**Task requirements**.
Rewrite the rows from the line with "Identify the metal" to the line with "[233,271,241,355]", putting "shown" in place of "visible" and changing nothing else.

**Given records**.
++++++++++++++++++++

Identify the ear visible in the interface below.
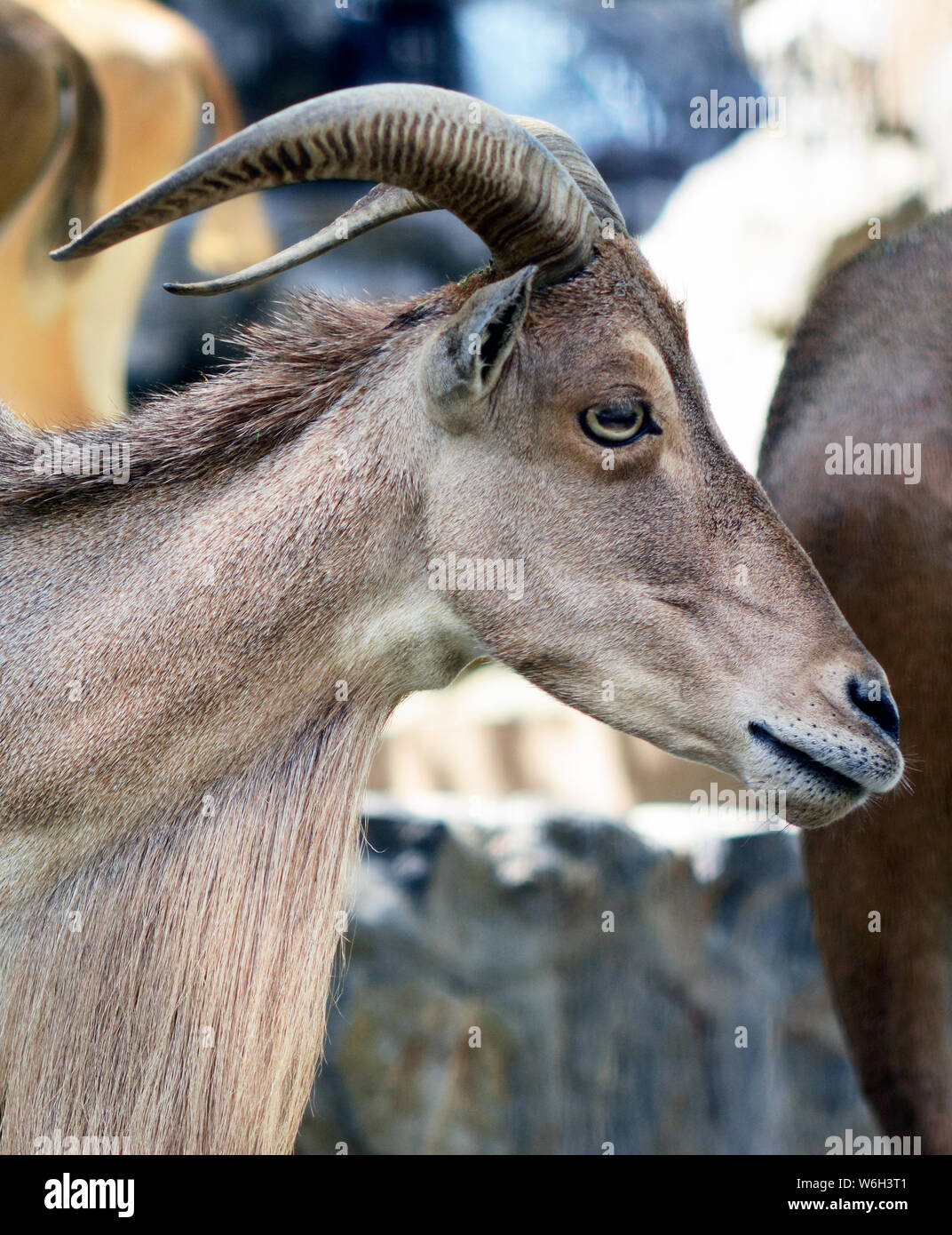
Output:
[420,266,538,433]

++++++++++++++++++++

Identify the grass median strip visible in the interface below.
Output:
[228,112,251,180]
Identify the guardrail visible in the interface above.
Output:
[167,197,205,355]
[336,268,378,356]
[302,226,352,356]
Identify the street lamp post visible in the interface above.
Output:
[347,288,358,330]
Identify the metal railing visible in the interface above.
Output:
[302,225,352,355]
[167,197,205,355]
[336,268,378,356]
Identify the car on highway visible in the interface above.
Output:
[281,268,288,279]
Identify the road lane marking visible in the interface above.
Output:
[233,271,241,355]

++++++++++++++++++++

**Response**.
Identify the metal railing shown in the interface above.
Output:
[302,225,352,355]
[167,197,205,355]
[336,268,378,356]
Identify the car on highway shown in the interface above.
Output:
[281,268,288,279]
Identify the road lane marking shown in the interface above.
Output:
[233,271,241,355]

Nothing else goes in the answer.